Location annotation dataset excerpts
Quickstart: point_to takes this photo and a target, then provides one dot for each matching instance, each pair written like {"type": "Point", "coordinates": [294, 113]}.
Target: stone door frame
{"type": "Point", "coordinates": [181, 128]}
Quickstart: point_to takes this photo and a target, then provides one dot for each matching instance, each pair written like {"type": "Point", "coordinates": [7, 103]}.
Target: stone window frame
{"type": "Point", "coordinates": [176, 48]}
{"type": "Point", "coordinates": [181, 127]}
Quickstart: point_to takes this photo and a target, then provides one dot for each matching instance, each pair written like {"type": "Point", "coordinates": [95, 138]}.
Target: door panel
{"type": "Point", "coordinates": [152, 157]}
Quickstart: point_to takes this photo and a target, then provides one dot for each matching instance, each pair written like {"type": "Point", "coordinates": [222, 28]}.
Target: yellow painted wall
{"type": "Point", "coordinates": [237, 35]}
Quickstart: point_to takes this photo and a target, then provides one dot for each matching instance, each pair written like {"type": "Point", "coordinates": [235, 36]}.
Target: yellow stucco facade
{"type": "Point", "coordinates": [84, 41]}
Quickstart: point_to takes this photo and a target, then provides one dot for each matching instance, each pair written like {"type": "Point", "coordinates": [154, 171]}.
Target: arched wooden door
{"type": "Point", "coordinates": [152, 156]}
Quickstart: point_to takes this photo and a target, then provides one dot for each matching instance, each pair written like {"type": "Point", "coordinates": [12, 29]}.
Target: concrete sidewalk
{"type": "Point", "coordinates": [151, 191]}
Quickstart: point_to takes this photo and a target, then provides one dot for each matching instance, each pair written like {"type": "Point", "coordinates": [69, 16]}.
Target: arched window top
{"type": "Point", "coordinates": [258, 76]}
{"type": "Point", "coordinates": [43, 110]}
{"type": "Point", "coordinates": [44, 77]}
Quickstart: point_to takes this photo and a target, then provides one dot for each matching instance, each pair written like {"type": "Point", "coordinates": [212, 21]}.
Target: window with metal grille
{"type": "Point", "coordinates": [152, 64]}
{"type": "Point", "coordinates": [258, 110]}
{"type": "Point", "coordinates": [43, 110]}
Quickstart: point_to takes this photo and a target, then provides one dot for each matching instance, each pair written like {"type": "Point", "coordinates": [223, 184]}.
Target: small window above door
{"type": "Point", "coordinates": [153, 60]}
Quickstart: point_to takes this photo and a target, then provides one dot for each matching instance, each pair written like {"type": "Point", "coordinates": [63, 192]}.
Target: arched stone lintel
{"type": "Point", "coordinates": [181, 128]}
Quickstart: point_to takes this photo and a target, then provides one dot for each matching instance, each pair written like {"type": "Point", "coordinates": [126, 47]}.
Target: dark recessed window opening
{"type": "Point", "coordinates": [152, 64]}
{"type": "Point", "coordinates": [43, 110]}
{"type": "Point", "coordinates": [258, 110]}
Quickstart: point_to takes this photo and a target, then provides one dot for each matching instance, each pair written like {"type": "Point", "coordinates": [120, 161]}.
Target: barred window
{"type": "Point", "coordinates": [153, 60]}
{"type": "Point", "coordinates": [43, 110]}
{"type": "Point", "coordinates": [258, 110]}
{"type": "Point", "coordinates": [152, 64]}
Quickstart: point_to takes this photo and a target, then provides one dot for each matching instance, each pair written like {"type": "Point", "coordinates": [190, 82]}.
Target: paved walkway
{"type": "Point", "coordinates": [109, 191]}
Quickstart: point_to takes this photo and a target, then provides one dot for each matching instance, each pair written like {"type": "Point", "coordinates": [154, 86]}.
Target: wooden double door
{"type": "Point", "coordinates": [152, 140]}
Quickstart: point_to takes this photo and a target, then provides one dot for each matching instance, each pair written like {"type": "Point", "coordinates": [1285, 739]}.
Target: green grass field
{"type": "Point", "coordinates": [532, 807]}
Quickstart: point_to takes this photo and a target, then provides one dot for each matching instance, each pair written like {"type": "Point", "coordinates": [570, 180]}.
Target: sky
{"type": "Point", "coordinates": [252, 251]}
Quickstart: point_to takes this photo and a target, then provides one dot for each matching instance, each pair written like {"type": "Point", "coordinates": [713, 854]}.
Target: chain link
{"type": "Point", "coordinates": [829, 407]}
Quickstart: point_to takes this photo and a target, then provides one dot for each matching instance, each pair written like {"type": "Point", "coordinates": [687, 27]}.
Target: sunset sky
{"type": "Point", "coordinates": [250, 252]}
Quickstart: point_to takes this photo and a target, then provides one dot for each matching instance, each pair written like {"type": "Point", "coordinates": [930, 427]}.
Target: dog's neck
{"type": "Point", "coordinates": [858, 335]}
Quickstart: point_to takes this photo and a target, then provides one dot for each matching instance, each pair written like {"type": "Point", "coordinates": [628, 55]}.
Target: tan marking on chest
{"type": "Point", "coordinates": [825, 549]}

WHAT YOU WILL DO: Please repeat the material above, word for word and in full.

SOLUTION TO THE PROBLEM:
Quickstart: point_to takes this photo and a target, then provides one dot for each matching instance, each pair written like {"type": "Point", "coordinates": [294, 113]}.
Target: stone door frame
{"type": "Point", "coordinates": [181, 128]}
Quickstart: point_to takes this photo and a target, then provides one dot for each matching instance, each pair written like {"type": "Point", "coordinates": [7, 103]}.
Target: stone window frame
{"type": "Point", "coordinates": [176, 48]}
{"type": "Point", "coordinates": [181, 127]}
Quickstart: point_to takes this photo and a target, then provides one dot for each matching instance, each pair written like {"type": "Point", "coordinates": [95, 138]}.
Target: door panel
{"type": "Point", "coordinates": [152, 157]}
Quickstart: point_to takes this photo and a target, then provides one dot for each matching instance, each pair written like {"type": "Point", "coordinates": [222, 28]}.
Target: yellow painted wall
{"type": "Point", "coordinates": [237, 35]}
Quickstart: point_to takes this photo and a target, then provides one dot for each matching instance, each pair written like {"type": "Point", "coordinates": [235, 36]}.
Target: yellow stucco facade
{"type": "Point", "coordinates": [84, 41]}
Quickstart: point_to takes this photo and a target, then provides one dot for each matching instance, each pair written like {"type": "Point", "coordinates": [154, 171]}.
Target: arched wooden door
{"type": "Point", "coordinates": [152, 156]}
Quickstart: point_to takes this photo and a target, then provides one dot for each matching instance, each pair written like {"type": "Point", "coordinates": [12, 29]}.
Target: concrete sidewalk
{"type": "Point", "coordinates": [151, 191]}
Quickstart: point_to takes this photo and a target, then provides one dot for each matching instance, each pair written like {"type": "Point", "coordinates": [69, 16]}.
Target: arched window top
{"type": "Point", "coordinates": [258, 76]}
{"type": "Point", "coordinates": [43, 110]}
{"type": "Point", "coordinates": [44, 77]}
Quickstart: point_to takes this photo and a target, then provides one dot for each matching instance, each pair written like {"type": "Point", "coordinates": [212, 21]}.
Target: window with metal grille
{"type": "Point", "coordinates": [152, 64]}
{"type": "Point", "coordinates": [258, 110]}
{"type": "Point", "coordinates": [43, 110]}
Quickstart: point_to takes this photo and a target, then provides one dot for each matching instance, each pair written like {"type": "Point", "coordinates": [223, 184]}.
Target: small window above door
{"type": "Point", "coordinates": [153, 60]}
Quickstart: point_to takes this photo and a target, then provides one dot for each matching instance, each pair written like {"type": "Point", "coordinates": [63, 192]}.
Target: arched stone lintel
{"type": "Point", "coordinates": [181, 128]}
Quickstart: point_to takes this photo and a target, then provides one dot for each matching instance, each pair written like {"type": "Point", "coordinates": [126, 47]}.
Target: dark recessed window opening
{"type": "Point", "coordinates": [152, 64]}
{"type": "Point", "coordinates": [43, 110]}
{"type": "Point", "coordinates": [258, 110]}
Quickstart: point_to takes this photo and a target, then provides one dot for each matching instance, each pair written like {"type": "Point", "coordinates": [120, 161]}.
Target: barred window
{"type": "Point", "coordinates": [153, 60]}
{"type": "Point", "coordinates": [43, 110]}
{"type": "Point", "coordinates": [258, 110]}
{"type": "Point", "coordinates": [152, 64]}
Quickstart: point_to takes this photo and a target, then provides one dot for each matching instance, each pair written like {"type": "Point", "coordinates": [190, 82]}.
Target: paved walkway
{"type": "Point", "coordinates": [109, 191]}
Quickstart: point_to takes this photo and a target, then provides one dot for each matching instance, each pair written like {"type": "Point", "coordinates": [154, 86]}.
Target: wooden double door
{"type": "Point", "coordinates": [152, 140]}
Quickstart: point_to takes this photo and a target, then provides one dot for each matching instance, each pair written like {"type": "Point", "coordinates": [1285, 739]}.
Target: green grass field
{"type": "Point", "coordinates": [532, 807]}
Quickstart: point_to takes this photo and a target, then provides one dot for each matching instance, each pair written like {"type": "Point", "coordinates": [570, 180]}.
Target: sky
{"type": "Point", "coordinates": [252, 251]}
Quickstart: point_to takes this photo and a target, then provides one dot for each matching instance, each pair written like {"type": "Point", "coordinates": [713, 854]}.
Target: chain link
{"type": "Point", "coordinates": [829, 407]}
Quickstart: point_to takes this photo and a target, then provides one dot for each matching instance, each pair written like {"type": "Point", "coordinates": [687, 27]}.
Target: sunset sky
{"type": "Point", "coordinates": [250, 252]}
Quickstart: point_to takes this photo and a target, then provides one dot for each matching instance, each pair written like {"type": "Point", "coordinates": [930, 427]}.
Target: dog's neck
{"type": "Point", "coordinates": [858, 335]}
Quickstart: point_to takes this photo and a target, then provides one dot for each matching instance, each pair written like {"type": "Point", "coordinates": [628, 55]}.
Target: tan marking on chest
{"type": "Point", "coordinates": [825, 549]}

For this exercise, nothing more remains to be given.